-- Problem requirements --
The entries are to be printed again word for word, but no picture may appear.
*** Opening of Record extracts ***
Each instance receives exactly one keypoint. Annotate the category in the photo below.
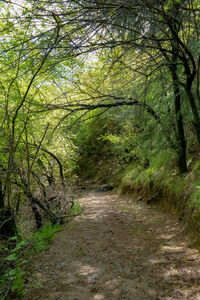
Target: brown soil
(117, 250)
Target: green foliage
(17, 257)
(77, 209)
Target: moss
(177, 194)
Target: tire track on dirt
(117, 250)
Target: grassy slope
(161, 184)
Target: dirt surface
(117, 250)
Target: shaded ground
(117, 250)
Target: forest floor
(117, 249)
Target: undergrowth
(17, 252)
(161, 183)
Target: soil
(117, 249)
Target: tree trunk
(36, 213)
(8, 226)
(181, 141)
(195, 112)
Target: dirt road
(117, 250)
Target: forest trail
(117, 250)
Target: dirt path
(117, 250)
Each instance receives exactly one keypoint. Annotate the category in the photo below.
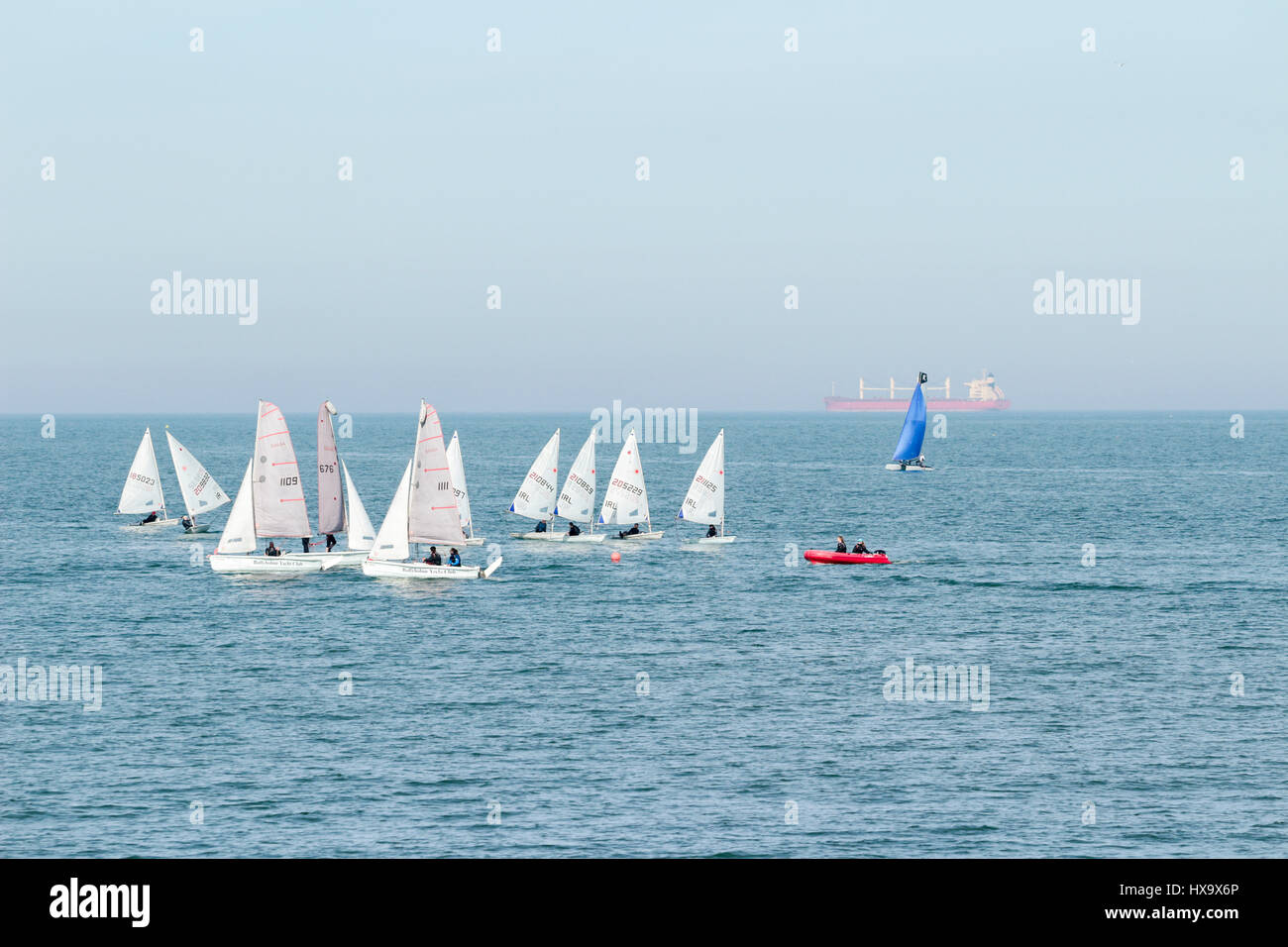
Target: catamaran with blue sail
(907, 455)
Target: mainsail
(330, 489)
(142, 491)
(535, 499)
(275, 487)
(913, 427)
(201, 493)
(704, 500)
(578, 497)
(626, 500)
(456, 467)
(432, 514)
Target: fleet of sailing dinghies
(423, 510)
(907, 454)
(626, 499)
(201, 493)
(269, 504)
(456, 468)
(142, 492)
(704, 501)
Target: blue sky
(516, 169)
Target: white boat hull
(380, 569)
(262, 565)
(344, 557)
(150, 527)
(711, 541)
(561, 536)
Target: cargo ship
(982, 394)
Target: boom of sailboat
(429, 519)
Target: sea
(1080, 648)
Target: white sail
(456, 467)
(142, 491)
(432, 514)
(626, 500)
(578, 497)
(391, 540)
(239, 535)
(362, 534)
(704, 500)
(201, 492)
(536, 497)
(278, 495)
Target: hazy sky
(518, 169)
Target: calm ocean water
(1109, 684)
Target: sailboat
(626, 499)
(578, 497)
(269, 502)
(536, 496)
(142, 491)
(201, 492)
(907, 455)
(334, 513)
(424, 510)
(704, 501)
(456, 468)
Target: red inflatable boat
*** Close of Record extracts ***
-- Reply to the task --
Each instance receives exactly one keypoint. Annotate the category in the photo below.
Target: brown soil
(117, 250)
Target: green foliage
(17, 257)
(77, 209)
Target: moss
(177, 194)
Target: tire track on dirt
(117, 250)
Target: grassy slope
(161, 184)
Target: dirt surface
(117, 250)
Target: shaded ground
(117, 250)
Target: forest floor
(117, 249)
Target: undergrowth
(17, 252)
(161, 183)
Target: soil
(117, 249)
Target: tree trunk
(36, 213)
(8, 226)
(181, 141)
(195, 112)
Target: dirt road
(117, 250)
Target: forest trail
(117, 250)
Target: dirt path
(117, 250)
Each instance receives exactly one keypoint. Annotate the category in the photo below.
Target: catamaran with blue sail
(907, 455)
Target: mainsail
(330, 489)
(142, 491)
(535, 499)
(275, 487)
(913, 427)
(201, 493)
(704, 500)
(578, 497)
(626, 500)
(456, 467)
(432, 514)
Target: fleet of sailing dinghies
(423, 510)
(907, 454)
(626, 499)
(201, 493)
(269, 504)
(456, 468)
(142, 492)
(704, 501)
Target: blue sky
(516, 169)
Target: white boat hull
(380, 569)
(262, 565)
(344, 557)
(150, 527)
(711, 541)
(561, 536)
Target: cargo ship
(982, 394)
Target: boom of sailboat
(429, 519)
Target: sea
(1080, 648)
Target: white sail
(456, 467)
(142, 491)
(432, 514)
(626, 500)
(578, 497)
(391, 540)
(239, 535)
(362, 534)
(704, 500)
(201, 492)
(536, 497)
(278, 495)
Target: hazy sky
(518, 169)
Target: calm ocean water
(1109, 684)
Target: sailboat
(626, 499)
(578, 497)
(269, 502)
(536, 496)
(142, 491)
(201, 492)
(907, 455)
(334, 513)
(424, 510)
(704, 501)
(456, 468)
Target: red inflatable boat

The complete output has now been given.